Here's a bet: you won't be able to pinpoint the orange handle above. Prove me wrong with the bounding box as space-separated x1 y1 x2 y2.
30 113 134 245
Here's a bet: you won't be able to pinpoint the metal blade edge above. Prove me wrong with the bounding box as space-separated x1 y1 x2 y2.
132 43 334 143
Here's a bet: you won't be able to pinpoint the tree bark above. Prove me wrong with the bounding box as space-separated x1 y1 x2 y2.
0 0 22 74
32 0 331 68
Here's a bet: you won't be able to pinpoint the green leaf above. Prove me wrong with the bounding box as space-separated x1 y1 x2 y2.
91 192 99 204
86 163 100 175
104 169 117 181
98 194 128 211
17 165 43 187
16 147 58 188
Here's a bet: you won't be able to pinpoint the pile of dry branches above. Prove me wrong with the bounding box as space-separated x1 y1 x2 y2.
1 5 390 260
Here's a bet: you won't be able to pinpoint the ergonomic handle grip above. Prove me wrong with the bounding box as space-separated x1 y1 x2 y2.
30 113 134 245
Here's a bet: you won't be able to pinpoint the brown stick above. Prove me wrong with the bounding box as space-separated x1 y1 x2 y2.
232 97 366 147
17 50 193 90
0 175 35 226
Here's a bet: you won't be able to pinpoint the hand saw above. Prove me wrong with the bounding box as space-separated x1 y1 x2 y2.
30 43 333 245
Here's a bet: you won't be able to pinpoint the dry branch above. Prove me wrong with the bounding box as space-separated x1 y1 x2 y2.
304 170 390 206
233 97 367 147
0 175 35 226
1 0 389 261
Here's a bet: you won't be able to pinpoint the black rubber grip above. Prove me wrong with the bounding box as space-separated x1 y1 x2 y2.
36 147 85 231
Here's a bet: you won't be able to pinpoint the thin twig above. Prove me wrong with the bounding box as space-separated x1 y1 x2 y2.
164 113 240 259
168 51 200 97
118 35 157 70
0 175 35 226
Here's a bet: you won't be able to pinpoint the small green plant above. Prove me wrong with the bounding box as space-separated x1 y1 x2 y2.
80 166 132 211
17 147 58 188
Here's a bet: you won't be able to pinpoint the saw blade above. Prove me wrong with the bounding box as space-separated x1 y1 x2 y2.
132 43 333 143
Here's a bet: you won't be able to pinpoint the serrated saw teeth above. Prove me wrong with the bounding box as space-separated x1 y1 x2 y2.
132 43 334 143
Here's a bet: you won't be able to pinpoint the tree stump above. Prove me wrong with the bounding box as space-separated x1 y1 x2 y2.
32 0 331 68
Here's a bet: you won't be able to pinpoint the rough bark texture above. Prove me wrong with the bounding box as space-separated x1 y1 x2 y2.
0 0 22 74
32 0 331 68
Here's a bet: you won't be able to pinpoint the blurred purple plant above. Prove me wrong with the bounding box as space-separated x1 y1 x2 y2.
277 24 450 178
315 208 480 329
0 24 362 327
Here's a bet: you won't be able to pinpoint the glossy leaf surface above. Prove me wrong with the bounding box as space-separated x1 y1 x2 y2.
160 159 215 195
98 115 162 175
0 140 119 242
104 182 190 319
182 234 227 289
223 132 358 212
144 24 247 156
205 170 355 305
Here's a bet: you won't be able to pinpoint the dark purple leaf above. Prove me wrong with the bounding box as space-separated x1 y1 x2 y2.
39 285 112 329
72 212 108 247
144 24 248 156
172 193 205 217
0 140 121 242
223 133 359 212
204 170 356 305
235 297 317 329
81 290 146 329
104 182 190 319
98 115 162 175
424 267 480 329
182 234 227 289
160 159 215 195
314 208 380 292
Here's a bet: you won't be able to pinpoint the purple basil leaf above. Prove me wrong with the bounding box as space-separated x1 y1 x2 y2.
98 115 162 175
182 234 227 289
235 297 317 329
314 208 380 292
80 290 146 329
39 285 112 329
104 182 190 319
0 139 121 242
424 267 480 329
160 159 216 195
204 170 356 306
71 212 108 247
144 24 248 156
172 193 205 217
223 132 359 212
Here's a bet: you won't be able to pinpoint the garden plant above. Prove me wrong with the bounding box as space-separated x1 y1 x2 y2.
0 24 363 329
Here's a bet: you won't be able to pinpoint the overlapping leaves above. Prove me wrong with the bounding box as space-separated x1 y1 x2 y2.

• PROBLEM TO WORK ON:
Give the listing above again in full, with no word altered.

• RESPONSE FOR THIS EXERCISE:
Here's a bet: you won't be able to pinpoint the orange handle above. Prove me wrong with the bounding box as space-separated x1 y1 x2 y2.
30 113 134 245
Here's a bet: you won't be able to pinpoint the metal blade edge above. Prove me wrong with the bounding box as space-separated x1 y1 x2 y2.
132 43 334 143
Here's a bet: you won't be able to pinpoint the tree bark above. Prove me wrong with the bounding box as space-separated x1 y1 x2 y2.
0 0 22 74
32 0 331 68
Here's a bet: you won't be able to pinpoint the green leaf above. Prove me wrong with the bounding box as space-separated x1 y1 x2 y2.
91 192 99 204
86 163 100 175
104 169 117 181
98 194 128 211
17 165 43 187
16 147 58 188
Here's a bet: you won't be able to pinpoint the pile of dry branches above. Prove me wrong with the bounding box as space-separated x1 y1 x2 y2.
1 5 390 260
Here's a bet: you won't be able to pinpoint the ergonomic handle grip above. Prove me wrong with the bounding box as space-separated x1 y1 x2 y2.
30 113 134 245
Here's a bet: you won't be able to pinpoint the brown stick above. Prove me wrong with the bounding box as space-separated x1 y1 x2 y2.
232 97 366 147
17 50 193 90
0 175 35 226
Here's a bet: you won't be able to pinpoint the hand saw above. Prove me wrong with the bounding box as space-separated x1 y1 x2 y2.
30 43 333 245
Here's a bet: you won't be able to pinpoint the dry branch above. Prove me wrong with the bounding box as space-separated x1 y1 x2 y2.
304 170 390 206
233 97 367 147
0 175 35 226
1 0 389 261
Here's a bet: you won't be able to pinpoint the black rubber grip above. Prove me wrong with the bounding box as space-separated x1 y1 x2 y2.
36 147 85 231
Here's a bet: you won't be able to pinpoint the thin twig above. Prove me wrong with the bounding box as space-separated x1 y1 x2 y2.
164 113 240 259
168 51 200 97
118 35 157 70
0 175 35 226
Here's a bet: you won't be able to pinpoint the small green plant above. Prove me wrong with the bounding box as space-separated x1 y1 x2 y2.
80 166 132 211
17 147 58 188
Here's a bet: you won't be able to pinpoint the saw blade above. Prove me wrong with the bounding box as space-separated x1 y1 x2 y2.
132 43 333 143
Here's a bet: you won't be able to pinpoint the serrated saw teeth above. Prove me wrong with the bounding box as space-separated x1 y1 x2 y2.
132 43 334 143
Here's a bet: you won't be able to pinpoint the tree stump above. Prove me wrong with the bounding box as space-separated x1 y1 x2 y2.
32 0 331 68
Here's a bet: you won't be able to pinpoint the rough bark texture above. Prove me wrong with the bounding box as space-separated x1 y1 x2 y2.
0 0 22 74
32 0 331 68
Here's a bet: you won't be able to pinpoint the blurred purple plant above. Prove me wrong with the bounding box as space-separated x1 y1 x2 y2.
277 24 450 178
315 208 480 329
0 24 362 327
Here's a bet: you won't be able to pinpoint the glossy leaf surface above. Prove me wrong with the bounding box as space-separated x1 y1 x2 y2.
160 159 215 195
98 115 162 175
0 140 119 242
104 182 190 319
182 234 227 289
223 132 358 212
144 24 247 156
205 170 355 305
Here's a bet: you won't be able to pinpoint the dark purple leaf above. Prove me wrong with the bounding box as space-separated x1 y1 x2 y2.
39 285 112 329
72 212 108 247
144 24 248 156
172 193 205 217
0 140 121 242
223 133 359 212
204 170 356 305
235 297 317 329
81 290 146 329
104 182 190 319
98 115 162 175
424 267 480 329
182 234 227 289
160 159 215 195
314 208 380 292
Here's a bet: you won't be able to pinpoint the purple basil leaf above. Prove me wrong with the bounding box as space-separated x1 y1 x2 y2.
98 115 162 175
182 234 227 289
235 297 317 329
314 208 380 292
80 290 146 329
39 285 112 329
104 182 190 319
0 139 121 242
424 267 480 329
160 159 216 195
204 170 356 306
71 212 108 247
144 24 248 156
172 193 205 217
223 132 359 212
Here's a bet: you won't be able to pinpoint the garden plant above. Prove me wrong with the bounding box as space-separated x1 y1 x2 y2.
0 24 363 329
Here's a bet: you won't be able to pinpoint the overlapping leaves above. Prove me wrong with the bounding box as space-separated x1 y1 x2 y2.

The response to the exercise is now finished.